-- start of Exercise material --

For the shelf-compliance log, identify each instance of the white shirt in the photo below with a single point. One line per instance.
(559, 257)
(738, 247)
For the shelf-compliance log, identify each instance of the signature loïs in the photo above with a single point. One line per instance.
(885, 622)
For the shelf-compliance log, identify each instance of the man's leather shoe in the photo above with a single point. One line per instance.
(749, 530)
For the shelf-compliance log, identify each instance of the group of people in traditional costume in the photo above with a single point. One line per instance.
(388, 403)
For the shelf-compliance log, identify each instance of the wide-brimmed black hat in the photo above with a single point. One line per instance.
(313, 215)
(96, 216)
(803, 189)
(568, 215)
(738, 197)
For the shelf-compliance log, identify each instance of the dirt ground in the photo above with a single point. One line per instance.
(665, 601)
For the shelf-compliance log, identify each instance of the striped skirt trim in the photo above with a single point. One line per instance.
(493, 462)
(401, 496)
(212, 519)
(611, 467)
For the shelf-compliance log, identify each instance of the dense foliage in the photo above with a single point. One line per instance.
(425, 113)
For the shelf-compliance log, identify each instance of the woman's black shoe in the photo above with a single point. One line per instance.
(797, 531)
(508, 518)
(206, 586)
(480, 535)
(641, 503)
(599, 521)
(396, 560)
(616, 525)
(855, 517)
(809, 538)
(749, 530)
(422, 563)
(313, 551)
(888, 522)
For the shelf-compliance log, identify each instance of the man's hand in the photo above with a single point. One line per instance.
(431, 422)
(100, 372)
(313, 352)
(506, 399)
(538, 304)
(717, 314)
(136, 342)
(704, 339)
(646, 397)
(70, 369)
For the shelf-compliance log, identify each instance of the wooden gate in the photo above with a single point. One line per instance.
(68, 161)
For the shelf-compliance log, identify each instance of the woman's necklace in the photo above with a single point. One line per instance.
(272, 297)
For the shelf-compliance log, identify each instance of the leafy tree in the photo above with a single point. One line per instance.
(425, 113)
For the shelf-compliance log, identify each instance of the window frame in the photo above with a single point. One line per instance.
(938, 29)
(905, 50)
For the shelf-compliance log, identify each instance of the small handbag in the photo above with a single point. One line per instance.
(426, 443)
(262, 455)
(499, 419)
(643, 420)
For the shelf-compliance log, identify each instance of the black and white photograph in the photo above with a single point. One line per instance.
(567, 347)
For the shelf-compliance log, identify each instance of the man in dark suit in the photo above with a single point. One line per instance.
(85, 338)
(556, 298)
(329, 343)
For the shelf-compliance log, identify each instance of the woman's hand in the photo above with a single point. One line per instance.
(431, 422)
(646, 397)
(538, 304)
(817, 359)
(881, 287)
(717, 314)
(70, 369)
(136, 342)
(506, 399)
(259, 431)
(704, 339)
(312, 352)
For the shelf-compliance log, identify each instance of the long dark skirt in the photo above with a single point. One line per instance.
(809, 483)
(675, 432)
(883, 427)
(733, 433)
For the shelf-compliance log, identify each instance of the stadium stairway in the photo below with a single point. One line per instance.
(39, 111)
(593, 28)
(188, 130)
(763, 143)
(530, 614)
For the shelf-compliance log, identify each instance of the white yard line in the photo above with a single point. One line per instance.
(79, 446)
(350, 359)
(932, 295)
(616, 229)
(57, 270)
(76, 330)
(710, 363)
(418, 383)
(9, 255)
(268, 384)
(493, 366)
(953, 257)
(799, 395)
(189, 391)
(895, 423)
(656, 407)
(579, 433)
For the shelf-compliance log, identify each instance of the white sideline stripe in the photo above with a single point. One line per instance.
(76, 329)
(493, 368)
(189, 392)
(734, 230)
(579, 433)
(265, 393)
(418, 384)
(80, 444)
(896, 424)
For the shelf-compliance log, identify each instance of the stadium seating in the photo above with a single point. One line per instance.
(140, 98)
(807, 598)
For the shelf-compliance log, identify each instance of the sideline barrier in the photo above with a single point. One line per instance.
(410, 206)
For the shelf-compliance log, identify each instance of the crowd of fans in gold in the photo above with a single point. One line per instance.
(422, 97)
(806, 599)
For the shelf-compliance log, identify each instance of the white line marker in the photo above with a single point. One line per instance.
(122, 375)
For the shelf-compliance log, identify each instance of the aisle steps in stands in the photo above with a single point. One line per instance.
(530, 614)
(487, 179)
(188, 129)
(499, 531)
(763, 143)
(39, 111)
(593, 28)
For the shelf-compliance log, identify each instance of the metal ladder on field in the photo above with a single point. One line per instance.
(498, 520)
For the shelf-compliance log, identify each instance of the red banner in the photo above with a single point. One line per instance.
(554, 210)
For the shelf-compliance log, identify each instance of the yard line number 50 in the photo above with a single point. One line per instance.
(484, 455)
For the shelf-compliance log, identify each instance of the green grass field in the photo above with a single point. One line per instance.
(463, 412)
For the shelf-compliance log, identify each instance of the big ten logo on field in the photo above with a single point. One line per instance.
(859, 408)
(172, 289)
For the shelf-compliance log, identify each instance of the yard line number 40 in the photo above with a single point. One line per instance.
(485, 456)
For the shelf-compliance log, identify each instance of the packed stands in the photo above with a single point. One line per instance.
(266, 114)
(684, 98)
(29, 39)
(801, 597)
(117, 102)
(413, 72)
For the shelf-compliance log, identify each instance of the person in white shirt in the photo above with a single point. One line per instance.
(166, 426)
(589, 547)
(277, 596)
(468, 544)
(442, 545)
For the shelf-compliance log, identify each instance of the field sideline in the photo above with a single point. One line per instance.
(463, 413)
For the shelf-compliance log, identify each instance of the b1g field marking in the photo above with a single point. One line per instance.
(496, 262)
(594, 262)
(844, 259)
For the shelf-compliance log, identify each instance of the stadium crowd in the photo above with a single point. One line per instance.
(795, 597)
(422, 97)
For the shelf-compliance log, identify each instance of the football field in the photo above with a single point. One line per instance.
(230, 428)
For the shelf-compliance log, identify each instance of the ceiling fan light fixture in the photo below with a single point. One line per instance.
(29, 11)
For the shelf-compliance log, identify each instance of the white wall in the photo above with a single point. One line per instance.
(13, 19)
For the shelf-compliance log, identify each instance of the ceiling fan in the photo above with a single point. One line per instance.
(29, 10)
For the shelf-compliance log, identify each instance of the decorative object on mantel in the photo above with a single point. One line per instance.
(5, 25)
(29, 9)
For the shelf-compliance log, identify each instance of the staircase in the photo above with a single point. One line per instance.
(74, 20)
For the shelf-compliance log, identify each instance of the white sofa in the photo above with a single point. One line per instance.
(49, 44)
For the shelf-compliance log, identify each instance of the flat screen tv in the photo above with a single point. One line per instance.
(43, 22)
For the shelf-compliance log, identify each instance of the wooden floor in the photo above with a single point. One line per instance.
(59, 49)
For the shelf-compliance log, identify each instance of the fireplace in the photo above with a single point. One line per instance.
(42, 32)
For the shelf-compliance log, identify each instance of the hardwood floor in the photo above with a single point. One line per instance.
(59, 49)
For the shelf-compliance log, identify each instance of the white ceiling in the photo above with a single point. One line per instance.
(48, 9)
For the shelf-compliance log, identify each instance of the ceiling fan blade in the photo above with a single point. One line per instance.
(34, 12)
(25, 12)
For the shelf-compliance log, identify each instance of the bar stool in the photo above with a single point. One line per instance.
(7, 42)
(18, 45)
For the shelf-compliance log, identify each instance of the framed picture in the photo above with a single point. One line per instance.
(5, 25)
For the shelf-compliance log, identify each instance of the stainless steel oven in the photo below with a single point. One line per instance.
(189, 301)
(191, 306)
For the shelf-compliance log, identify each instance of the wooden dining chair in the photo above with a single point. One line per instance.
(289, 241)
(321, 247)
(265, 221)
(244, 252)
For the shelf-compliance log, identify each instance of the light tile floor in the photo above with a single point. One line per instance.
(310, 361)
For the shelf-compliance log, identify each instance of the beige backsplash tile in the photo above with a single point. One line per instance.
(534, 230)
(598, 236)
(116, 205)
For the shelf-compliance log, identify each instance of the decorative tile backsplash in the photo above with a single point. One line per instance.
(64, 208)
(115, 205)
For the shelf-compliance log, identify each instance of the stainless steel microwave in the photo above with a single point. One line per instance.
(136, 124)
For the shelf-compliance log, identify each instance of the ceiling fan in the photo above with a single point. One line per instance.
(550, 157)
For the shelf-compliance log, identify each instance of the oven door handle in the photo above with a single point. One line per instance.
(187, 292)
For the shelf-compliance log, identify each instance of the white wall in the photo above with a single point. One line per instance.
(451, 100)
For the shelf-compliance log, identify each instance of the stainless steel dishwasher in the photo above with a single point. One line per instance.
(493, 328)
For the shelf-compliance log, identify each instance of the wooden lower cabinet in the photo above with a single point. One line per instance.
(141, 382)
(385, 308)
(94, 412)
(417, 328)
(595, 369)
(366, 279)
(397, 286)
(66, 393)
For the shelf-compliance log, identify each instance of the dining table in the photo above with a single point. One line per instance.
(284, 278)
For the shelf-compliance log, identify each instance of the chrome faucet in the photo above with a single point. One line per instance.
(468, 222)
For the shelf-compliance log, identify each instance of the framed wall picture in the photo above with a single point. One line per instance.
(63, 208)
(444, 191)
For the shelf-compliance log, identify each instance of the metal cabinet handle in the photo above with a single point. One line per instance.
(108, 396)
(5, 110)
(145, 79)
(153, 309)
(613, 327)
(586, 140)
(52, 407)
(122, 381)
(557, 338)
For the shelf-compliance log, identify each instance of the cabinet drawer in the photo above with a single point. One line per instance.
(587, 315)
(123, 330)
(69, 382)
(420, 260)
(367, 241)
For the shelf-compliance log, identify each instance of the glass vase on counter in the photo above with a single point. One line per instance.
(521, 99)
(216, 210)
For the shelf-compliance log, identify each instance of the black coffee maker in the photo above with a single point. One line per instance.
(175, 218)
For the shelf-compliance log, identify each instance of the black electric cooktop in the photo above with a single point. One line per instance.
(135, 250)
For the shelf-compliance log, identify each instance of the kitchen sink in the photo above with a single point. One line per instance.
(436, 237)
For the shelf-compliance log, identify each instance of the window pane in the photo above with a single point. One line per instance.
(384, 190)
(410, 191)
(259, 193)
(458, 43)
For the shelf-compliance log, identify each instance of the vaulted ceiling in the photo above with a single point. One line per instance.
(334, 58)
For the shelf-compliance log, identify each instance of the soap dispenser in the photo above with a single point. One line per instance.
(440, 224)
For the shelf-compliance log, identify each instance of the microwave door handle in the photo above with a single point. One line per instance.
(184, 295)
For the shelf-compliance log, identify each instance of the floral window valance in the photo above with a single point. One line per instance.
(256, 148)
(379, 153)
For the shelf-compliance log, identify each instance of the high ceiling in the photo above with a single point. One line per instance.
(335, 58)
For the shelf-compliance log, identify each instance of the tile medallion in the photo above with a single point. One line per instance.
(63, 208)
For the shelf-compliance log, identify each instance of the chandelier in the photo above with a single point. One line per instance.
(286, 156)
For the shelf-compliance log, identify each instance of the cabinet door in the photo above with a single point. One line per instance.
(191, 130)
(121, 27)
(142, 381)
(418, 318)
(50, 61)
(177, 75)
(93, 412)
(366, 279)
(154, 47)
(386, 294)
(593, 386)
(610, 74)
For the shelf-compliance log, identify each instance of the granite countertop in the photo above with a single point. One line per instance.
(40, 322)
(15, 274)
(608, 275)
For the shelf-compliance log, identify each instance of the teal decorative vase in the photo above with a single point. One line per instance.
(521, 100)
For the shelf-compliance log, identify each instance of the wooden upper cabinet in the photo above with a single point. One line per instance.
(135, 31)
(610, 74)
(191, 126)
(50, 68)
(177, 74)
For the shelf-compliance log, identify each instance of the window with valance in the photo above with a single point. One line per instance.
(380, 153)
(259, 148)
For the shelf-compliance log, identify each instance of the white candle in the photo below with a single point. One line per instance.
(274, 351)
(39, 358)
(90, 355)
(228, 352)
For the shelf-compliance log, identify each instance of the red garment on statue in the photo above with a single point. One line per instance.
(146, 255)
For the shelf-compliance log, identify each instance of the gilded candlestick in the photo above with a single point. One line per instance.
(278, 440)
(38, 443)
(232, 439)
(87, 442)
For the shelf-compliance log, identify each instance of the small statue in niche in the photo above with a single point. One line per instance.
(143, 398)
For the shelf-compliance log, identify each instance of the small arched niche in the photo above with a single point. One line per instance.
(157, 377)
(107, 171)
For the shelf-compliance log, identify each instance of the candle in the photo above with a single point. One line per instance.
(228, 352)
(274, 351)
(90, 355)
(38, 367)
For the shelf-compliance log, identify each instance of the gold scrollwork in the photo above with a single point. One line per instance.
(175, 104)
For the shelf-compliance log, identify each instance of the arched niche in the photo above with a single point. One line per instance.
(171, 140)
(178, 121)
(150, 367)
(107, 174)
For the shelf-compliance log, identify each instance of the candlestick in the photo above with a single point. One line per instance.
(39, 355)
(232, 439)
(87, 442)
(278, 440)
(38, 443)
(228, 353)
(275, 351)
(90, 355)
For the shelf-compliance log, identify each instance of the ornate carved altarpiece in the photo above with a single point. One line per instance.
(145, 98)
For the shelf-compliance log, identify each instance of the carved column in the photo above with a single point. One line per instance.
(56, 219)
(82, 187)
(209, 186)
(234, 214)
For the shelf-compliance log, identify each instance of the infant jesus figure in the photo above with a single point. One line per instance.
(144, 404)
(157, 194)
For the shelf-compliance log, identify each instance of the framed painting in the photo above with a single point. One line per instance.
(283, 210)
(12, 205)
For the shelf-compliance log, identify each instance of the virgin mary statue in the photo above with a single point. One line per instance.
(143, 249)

-- end of Exercise material --

- Given problem -
Repeat, word for word, every line from the line that contains "of the ornate" to the end of the entries; include both of those lines and no others.

- Answer for the task -
For the shelf-compliance log, identify each instance of the ornate carved altarpiece in the photo above with a single point. One line per instance.
(145, 98)
For the shelf-compliance log, identify each instance of the carved column in the photo above with a single point. One line per instance.
(56, 219)
(82, 187)
(209, 186)
(234, 214)
For the shelf-compliance log, identify each instance of the infant jesus figure in the photo above with a single point. One line per instance.
(144, 404)
(157, 194)
For the shelf-compliance log, identify each instance of the framed painting in the photo above with a single point. One line per instance.
(283, 210)
(12, 205)
For the shelf-compliance log, identify each instance of the virgin mary statue in the photo above with a single point. One line per instance.
(143, 249)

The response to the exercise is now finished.